+++ PASSAGE TO READ

At the end of the two-year postdoc, Czech offered Massagué a non-tenure-track assistant professorship, with the option of spending 50 percent of his time on whatever he wanted, at the University of Massachusetts Medical School, where he had relocated his lab. It was an unusual offer. “We, in academia, don't usually retain people who've trained in our department,” says Czech. “It's an extraordinary breach of the way we operate. Joan was one of only two exceptions I can think of in 30 years.”
But the honor was lost on Massagué, who didn't really see the point. He was going back to Spain with his wife, Roser Salavert, whom he'd met in Barcelona and married shortly after starting his postdoc. Massagué asked what gain there would be in it, to which Czech, among other persuasives, answered that there'd be a few thousand extra dollars in his paycheck. “That I understood,” says Massagué. He had only one more question. What, he asked Czech, was tenure?
He took the offer and, with characteristic fearlessness, decided to try to identify the receptor for transforming growth factor beta—i.e. TGF beta. Growth factors are chemical telegrams that cells release into the space between one another. The growth factors then make their way to nearby cells, latch on to them via a receptor on the surface of the cell, and deliver their message. Only that's just the start, because the message actually needs to be passed to a number of different players before it's received and acted upon.
Little was understood about TGF beta, its receptor, the details of how its message got relayed, what the message said, and what happened as a result. It was so complicated, even people in the field kept their distance.
“I was told that it was very difficult, that I might fail,” says Massagué. “I said, 'I don't care, I'm going back to Spain. This is just to kill some extra time.'” He'd already done more than he'd set out to do in the United States. He had nothing left to prove to himself. “I thought I was already enough of a success,” he says. “Had I been a little more sophisticated and engaged in the career mode,” he says, “I would have been petrified to realize where I stood.”
Massagué told Czech he needed 100 percent of his time for TGF beta, obtained an independent investigator (R01) grant from the National Cancer Institute, and identified the receptor for TGF beta. In fact, somewhat to his dismay, he identified three of them, which meant triple the work figuring out what they all did. But his curiosity was piqued. He wanted to know what happened next. What chemical did that receptor make once TGF beta activated it? What gene did that chemical touch? What did the gene do as a result? Each answer only made him want to go further. “I didn't anticipate working on the entire pathway,” he says. But Massagué felt driven to know the whole story. Eventually, he says, the TGF-beta pathway became his “playground.”

++++++
+++ DATA TO EXAMINE

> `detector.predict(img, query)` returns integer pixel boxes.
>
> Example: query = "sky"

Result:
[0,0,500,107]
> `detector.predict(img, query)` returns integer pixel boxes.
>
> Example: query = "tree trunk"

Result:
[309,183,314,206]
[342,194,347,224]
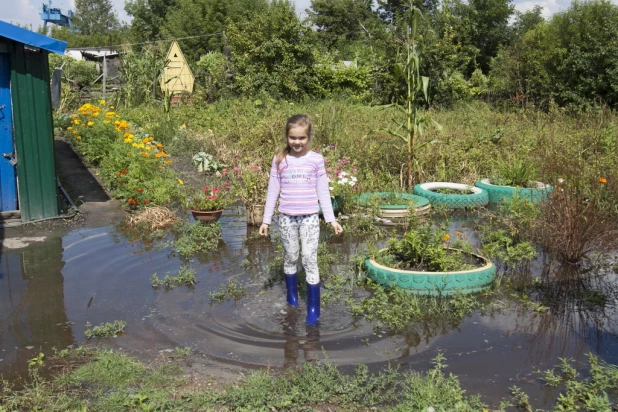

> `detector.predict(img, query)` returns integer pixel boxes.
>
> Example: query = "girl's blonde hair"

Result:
[275,114,312,172]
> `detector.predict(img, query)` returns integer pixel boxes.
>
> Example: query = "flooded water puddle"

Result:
[0,209,618,408]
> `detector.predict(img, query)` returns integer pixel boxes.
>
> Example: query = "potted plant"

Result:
[316,145,358,213]
[357,192,431,219]
[365,222,496,295]
[474,159,554,203]
[191,152,225,176]
[185,182,232,222]
[230,163,270,225]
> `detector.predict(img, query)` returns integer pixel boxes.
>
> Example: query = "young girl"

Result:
[260,114,343,325]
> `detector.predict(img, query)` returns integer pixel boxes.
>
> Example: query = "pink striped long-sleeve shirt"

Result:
[262,151,335,225]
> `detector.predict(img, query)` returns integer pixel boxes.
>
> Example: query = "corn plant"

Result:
[381,4,442,188]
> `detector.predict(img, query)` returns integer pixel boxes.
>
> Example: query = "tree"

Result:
[73,0,120,36]
[162,0,268,62]
[228,0,320,100]
[378,0,440,23]
[124,0,177,42]
[469,0,515,73]
[307,0,378,49]
[513,5,545,38]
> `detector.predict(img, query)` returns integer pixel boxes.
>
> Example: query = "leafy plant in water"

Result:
[28,352,45,368]
[208,279,249,303]
[150,266,198,288]
[84,320,127,339]
[381,4,441,189]
[375,222,474,272]
[191,152,225,176]
[168,220,221,256]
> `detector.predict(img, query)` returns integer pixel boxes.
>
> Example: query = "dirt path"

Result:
[2,139,124,241]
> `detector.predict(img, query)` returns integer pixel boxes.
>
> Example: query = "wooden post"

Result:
[101,55,107,100]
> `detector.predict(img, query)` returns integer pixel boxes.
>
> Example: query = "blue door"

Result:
[0,53,17,212]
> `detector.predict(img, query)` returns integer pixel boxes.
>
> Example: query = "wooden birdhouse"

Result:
[161,40,195,95]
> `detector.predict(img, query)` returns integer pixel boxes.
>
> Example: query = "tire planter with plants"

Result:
[358,192,431,219]
[318,195,343,215]
[474,179,554,203]
[414,182,489,209]
[191,209,223,222]
[365,249,496,296]
[246,204,264,226]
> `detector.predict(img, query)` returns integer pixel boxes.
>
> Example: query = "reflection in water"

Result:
[518,265,618,358]
[0,238,74,378]
[280,305,320,369]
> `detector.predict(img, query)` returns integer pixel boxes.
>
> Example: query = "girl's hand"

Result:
[330,220,343,235]
[260,223,268,236]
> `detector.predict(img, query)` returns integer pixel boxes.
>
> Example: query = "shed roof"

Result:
[0,20,67,54]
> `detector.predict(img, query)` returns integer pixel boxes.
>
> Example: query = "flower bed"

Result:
[67,100,184,209]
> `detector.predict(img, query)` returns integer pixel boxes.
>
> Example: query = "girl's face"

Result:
[288,126,309,156]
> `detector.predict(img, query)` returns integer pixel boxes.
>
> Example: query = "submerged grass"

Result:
[0,349,618,412]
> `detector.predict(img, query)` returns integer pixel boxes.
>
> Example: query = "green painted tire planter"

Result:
[318,195,343,214]
[365,249,496,296]
[414,182,489,209]
[474,179,554,203]
[357,192,431,219]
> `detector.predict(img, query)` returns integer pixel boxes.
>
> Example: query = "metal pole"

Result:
[101,55,107,100]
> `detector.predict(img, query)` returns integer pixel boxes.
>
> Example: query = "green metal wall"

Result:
[9,41,58,222]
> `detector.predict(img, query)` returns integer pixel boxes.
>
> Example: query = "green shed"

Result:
[0,21,66,222]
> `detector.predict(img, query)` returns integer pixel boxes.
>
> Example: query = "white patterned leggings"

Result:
[279,213,320,285]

++++++

According to the text on Massagué's early career, why did the warnings that the TGF beta work was very difficult and might fail not bother him?

→ **SOLUTION TO THE EXERCISE**: He planned to return to Spain and saw the project as a way to kill some extra time. He had already done more than he had set out to do in the United States, and he felt he had nothing left to prove and was already enough of a success.